>>

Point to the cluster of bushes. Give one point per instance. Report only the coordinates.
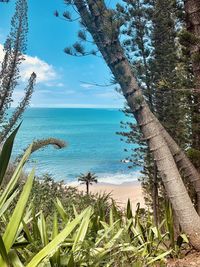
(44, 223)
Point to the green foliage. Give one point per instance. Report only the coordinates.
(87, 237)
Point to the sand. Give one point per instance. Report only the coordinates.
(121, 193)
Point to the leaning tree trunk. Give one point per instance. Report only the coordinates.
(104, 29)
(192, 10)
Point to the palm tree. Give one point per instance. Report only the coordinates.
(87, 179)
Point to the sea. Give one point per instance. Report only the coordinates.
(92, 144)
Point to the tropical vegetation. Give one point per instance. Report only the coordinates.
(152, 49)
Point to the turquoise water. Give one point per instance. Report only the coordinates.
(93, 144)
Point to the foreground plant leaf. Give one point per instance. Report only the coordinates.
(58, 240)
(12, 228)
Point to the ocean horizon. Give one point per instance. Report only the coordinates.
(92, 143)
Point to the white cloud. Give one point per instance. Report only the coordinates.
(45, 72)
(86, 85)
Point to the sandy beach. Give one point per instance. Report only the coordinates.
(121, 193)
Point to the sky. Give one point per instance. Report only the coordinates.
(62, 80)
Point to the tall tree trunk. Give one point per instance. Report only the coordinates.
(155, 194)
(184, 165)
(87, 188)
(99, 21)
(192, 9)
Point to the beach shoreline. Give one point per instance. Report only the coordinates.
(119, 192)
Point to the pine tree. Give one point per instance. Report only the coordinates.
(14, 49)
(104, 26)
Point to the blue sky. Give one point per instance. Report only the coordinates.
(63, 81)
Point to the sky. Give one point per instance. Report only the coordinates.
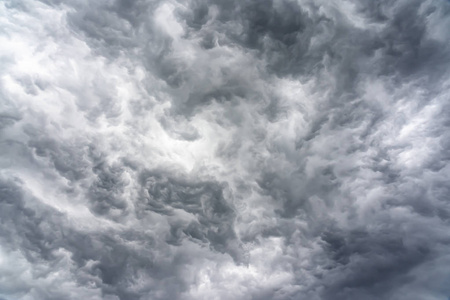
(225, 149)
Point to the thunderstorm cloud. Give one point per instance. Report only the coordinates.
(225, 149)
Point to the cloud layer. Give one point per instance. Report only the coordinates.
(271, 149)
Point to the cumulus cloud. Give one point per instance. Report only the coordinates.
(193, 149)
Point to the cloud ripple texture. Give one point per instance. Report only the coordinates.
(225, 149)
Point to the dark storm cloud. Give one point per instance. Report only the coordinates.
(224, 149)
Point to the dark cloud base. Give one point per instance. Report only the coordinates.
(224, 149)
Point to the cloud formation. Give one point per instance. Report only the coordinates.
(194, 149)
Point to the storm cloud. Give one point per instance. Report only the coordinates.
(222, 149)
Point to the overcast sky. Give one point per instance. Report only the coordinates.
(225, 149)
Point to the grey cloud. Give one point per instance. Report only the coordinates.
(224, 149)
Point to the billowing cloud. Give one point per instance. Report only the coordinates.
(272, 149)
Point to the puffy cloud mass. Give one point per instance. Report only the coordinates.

<<

Copy the items from the line with "Point to the thunderstorm" through the end of the items, substituting "gray" for "grey" and keeping everything else the same.

Point to the thunderstorm cloud. Give one point per instance. Report only the coordinates.
(225, 149)
Point to the cloud layer. Give one point per instance. Report only the coordinates.
(271, 149)
Point to the cumulus cloud. Give one point per instance. Report only the coordinates.
(193, 149)
Point to the cloud ripple texture. Give one point per instance. Report only the coordinates.
(225, 149)
Point to the dark storm cloud. Give one point per instance. Report only the coordinates.
(224, 149)
Point to the dark cloud base. Give one point per instance. Report only the coordinates.
(224, 149)
Point to the cloud formation. Give one point per instance. Report only the coordinates.
(194, 149)
Point to the storm cloud. Give one point per instance. Report only the coordinates.
(222, 149)
Point to the overcast sky. Give one point per instance. Report only the coordinates.
(225, 149)
Point to the gray cloud. Give one point per instance. Report only the coordinates.
(224, 149)
Point to the billowing cloud. Give one point per instance. Report only the coordinates.
(272, 149)
Point to the puffy cloud mass. Give one point per instance. Report only the coordinates.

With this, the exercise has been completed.